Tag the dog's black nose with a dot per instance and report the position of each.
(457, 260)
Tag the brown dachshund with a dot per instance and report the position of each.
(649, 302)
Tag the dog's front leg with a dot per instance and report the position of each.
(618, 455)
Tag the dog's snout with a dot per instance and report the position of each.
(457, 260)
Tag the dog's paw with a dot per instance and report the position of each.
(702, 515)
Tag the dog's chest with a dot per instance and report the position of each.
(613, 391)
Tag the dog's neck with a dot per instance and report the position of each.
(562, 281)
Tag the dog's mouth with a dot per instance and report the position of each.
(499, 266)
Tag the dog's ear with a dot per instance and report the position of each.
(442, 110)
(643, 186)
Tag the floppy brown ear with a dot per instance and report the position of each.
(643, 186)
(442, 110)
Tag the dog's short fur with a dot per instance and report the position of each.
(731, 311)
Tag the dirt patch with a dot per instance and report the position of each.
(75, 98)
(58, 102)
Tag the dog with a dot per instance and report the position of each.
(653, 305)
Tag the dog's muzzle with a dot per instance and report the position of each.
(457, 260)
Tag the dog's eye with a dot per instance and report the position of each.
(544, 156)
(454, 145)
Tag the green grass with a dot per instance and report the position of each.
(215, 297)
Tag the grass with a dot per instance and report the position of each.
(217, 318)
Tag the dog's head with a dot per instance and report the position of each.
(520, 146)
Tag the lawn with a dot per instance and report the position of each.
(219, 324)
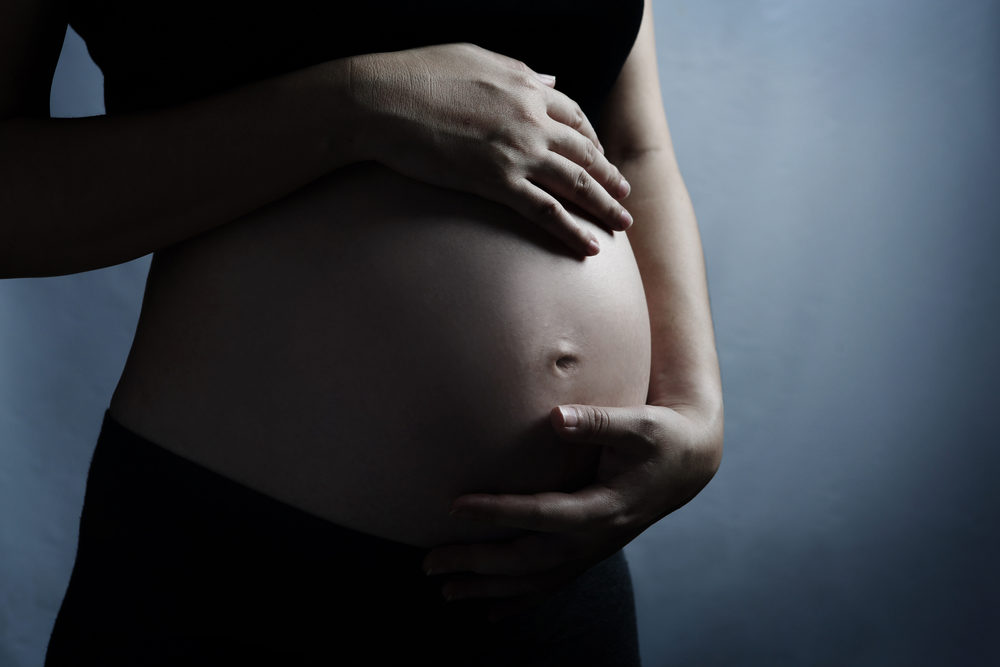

Task instructions: Reproduce every item above verbatim, omitting the picture.

Exercise output:
Tag the dog's black nose with a dot per instance and report the position of each.
(457, 260)
Tag the brown dachshund with a dot per instance and report the position of each.
(649, 302)
Tag the dog's front leg with a dot per instance and report the position of each.
(618, 455)
Tag the dog's snout with a dot per instance and report the position of each.
(457, 260)
Tag the dog's paw with a dot per instance and report the position of each.
(702, 515)
Tag the dog's chest with a dot per instance and report the position of each.
(613, 391)
Tag the dog's neck with a dot per instance and report the position of each.
(562, 281)
Tag the dog's mouth with a dot per instance and report the position of each.
(499, 266)
Tag the dog's ear with a dot per instance and report the position of each.
(442, 110)
(643, 186)
Tag the floppy brown ear with a dot per instance and report the position of each.
(643, 186)
(442, 110)
Tag the dog's short fur with a dot per instance and report the position of each.
(731, 311)
Tag the dirt patch with a dot per instance and report the position of each.
(75, 98)
(58, 102)
Tag the dog with a dot per instance and report the position of each.
(653, 305)
Tag the dog's muzzle with a dot per instance and report the position of each.
(457, 260)
Tag the dog's eye with a dot per instance and report the position of each.
(544, 156)
(454, 145)
Tag the green grass with a dot per instance and report the position of each.
(215, 297)
Tag the grass with a dot per instance and report the position of each.
(217, 318)
Tag the dog's head with a dot per instance and report the position of each.
(520, 146)
Tag the lawn with a dot per instance and report the position of each.
(219, 324)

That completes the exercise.